Aim of the task:
Output each entry that follows exactly. Images stay out.

◇ ◇ ◇ ◇ ◇ ◇ ◇

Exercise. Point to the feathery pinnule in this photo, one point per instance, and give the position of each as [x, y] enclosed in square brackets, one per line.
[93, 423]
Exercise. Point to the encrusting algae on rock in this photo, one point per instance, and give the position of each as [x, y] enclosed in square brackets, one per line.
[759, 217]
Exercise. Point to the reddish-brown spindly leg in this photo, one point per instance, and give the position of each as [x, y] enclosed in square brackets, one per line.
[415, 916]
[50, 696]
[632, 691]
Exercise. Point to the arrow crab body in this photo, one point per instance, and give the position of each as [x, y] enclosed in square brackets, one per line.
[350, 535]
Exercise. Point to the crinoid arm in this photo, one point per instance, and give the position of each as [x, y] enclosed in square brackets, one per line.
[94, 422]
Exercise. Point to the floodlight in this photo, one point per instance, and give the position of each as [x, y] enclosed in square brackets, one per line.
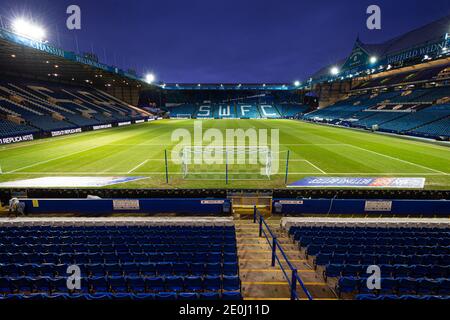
[150, 78]
[334, 71]
[28, 29]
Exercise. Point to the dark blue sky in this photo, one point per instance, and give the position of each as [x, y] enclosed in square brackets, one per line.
[227, 40]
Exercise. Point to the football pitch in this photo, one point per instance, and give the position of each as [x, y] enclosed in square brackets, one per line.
[139, 151]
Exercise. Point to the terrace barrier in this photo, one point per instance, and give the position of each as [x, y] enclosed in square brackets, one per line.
[293, 278]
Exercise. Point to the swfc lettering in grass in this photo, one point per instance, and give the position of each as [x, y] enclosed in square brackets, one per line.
[241, 152]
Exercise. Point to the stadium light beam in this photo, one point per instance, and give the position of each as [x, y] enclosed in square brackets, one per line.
[334, 71]
[29, 30]
[150, 78]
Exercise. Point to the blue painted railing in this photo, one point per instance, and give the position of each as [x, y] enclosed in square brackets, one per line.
[272, 240]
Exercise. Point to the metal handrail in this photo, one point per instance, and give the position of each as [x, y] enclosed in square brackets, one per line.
[294, 278]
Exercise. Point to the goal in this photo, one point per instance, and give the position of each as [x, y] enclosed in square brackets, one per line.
[226, 163]
[183, 116]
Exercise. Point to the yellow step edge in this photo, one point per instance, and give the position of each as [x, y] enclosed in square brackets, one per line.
[284, 283]
[273, 270]
[267, 260]
[320, 299]
[266, 299]
[269, 250]
[278, 283]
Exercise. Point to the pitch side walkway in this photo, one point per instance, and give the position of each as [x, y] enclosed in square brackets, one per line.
[262, 282]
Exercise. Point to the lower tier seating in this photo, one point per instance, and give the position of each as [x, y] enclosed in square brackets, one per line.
[139, 262]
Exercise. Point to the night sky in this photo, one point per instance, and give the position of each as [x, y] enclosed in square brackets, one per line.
[228, 41]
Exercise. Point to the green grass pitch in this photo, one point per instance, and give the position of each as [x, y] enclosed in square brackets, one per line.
[139, 151]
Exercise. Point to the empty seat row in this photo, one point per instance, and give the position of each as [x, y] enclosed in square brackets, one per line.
[200, 257]
[134, 269]
[421, 286]
[125, 296]
[383, 241]
[108, 248]
[360, 229]
[120, 284]
[313, 249]
[402, 297]
[415, 271]
[429, 259]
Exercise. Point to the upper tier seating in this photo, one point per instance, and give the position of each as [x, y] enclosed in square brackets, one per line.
[121, 262]
[8, 128]
[365, 111]
[40, 104]
[413, 261]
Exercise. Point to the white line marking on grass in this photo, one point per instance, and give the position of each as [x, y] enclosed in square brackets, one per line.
[404, 161]
[50, 160]
[314, 166]
[138, 166]
[221, 172]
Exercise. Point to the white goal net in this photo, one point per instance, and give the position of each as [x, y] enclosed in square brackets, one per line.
[233, 163]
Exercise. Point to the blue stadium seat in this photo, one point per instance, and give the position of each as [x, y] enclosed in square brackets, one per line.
[193, 283]
[212, 283]
[166, 296]
[231, 283]
[155, 284]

◇ ◇ ◇ ◇ ◇ ◇ ◇

The reply:
Exercise. Point to the feathery pinnule in this photo, one point per instance, and give the position of each as [x, y] enclosed in square brackets, one per line.
[93, 423]
Exercise. Point to the encrusting algae on rock in this photo, one point per instance, and give the position of each as [x, y] enclosed in square brackets, one per line.
[759, 217]
Exercise. Point to the reddish-brown spindly leg in this photo, one point per instance, and give the position of each as [x, y] enclosed in square brackets, one per line.
[415, 916]
[50, 696]
[632, 691]
Exercise. Point to the arrow crab body in this photo, one point per instance, and give the position of each as [x, y] enclosed in square brackets, one per line.
[350, 535]
Exercise. Point to the crinoid arm in this photo, one point per instance, and give the position of each as [x, y] enclosed in square brackets, one per line.
[94, 422]
Exercise. Point to the floodlight in this photo, one point per instance, and give the position of each as [x, y] enclosed in square brackets, one per line.
[150, 78]
[334, 71]
[28, 29]
Exercise. Point to the dark blue sky in this photo, one point per instance, and give the position of each as [x, y] enclosed in square brackets, one per line.
[227, 40]
Exercise. Point to the football pitch in this photo, one point per instance, and give the position of each as [x, y] enclosed in square brackets, one per line.
[139, 151]
Exercise. Point to the terrace barrier in this photo, one point per instance, and give the position of each as [x, y] enclosed in square brackets, one per line.
[293, 278]
Exercise. Point to the swfc lettering in grass in this photo, one point per instance, and give the position of each as [x, y] enclosed in square brackets, one per line.
[241, 152]
Exercise. Point to the stadium light beam in this photo, one point per instance, and give the position of each as [x, y] enclosed in square brackets, one per line.
[334, 71]
[29, 30]
[150, 78]
Exercise. Point to the blue painted railing in this photo, one point per instance, and give the position of each as [x, y] enclosed in square brackets, one per line.
[272, 240]
Exercise. Point to the metal handrail in this photo, one point per instance, and give the position of each as [x, y] enclosed in square brackets, one per line.
[294, 278]
Exercise. Point to the goal in this photo, one point per instance, and give the position of each as [x, y] enclosed in square brackets, one per line.
[226, 163]
[183, 116]
Exercise. Point to the yellow step edge in this photo, one point per instance, and give the position of each as [x, y] enclosed in square brackets, one per line.
[284, 283]
[273, 270]
[267, 260]
[320, 299]
[266, 299]
[269, 250]
[278, 283]
Exercise. Point to the pitch side walkway in this photo, one point per instance, and give the position of each as [x, y] enclosed in square brackets, one per line.
[262, 282]
Exercise. Point to the lower tier seating in this photo, one point per instance, and give the position of each as [x, y] enclosed in square brackets, one per line.
[139, 262]
Exercise. Point to the night sky in this photo, one point per instance, and give the position of each as [x, y] enclosed in square brackets, one per line.
[228, 41]
Exercise. Point to the green grass pitch in this photo, one point per instance, and give the position of each as [x, y] enclosed in square brackets, one per line.
[139, 151]
Exercise. Point to the empty seat row in this photo, one point per instance, and give the position of each as [x, y] enclosed in square brackets, one per line.
[200, 257]
[134, 269]
[421, 286]
[125, 296]
[383, 241]
[108, 248]
[360, 229]
[120, 284]
[313, 249]
[402, 297]
[415, 271]
[429, 259]
Exercise. Point to the upper tier seating in this photo, one point per instance, and give the position of each as [x, y] enclosed in square brackets, one per line.
[121, 262]
[8, 128]
[365, 111]
[40, 104]
[413, 261]
Exercise. Point to the white line marking on grass in this photo, one point per instance, and give the position of each as [x, y] enclosed in square brackets, one per line.
[404, 161]
[50, 160]
[314, 166]
[138, 166]
[221, 172]
Exercise. Point to the white goal net in this photo, one point per instance, and give the position of each as [x, y] enclosed in square brackets, one per line.
[233, 163]
Exercise. Point to the blue stadium seat in this photo, one point per instance, and give the position of each as [x, y] enclosed in square brackets, one per line.
[193, 283]
[212, 283]
[166, 296]
[231, 283]
[155, 284]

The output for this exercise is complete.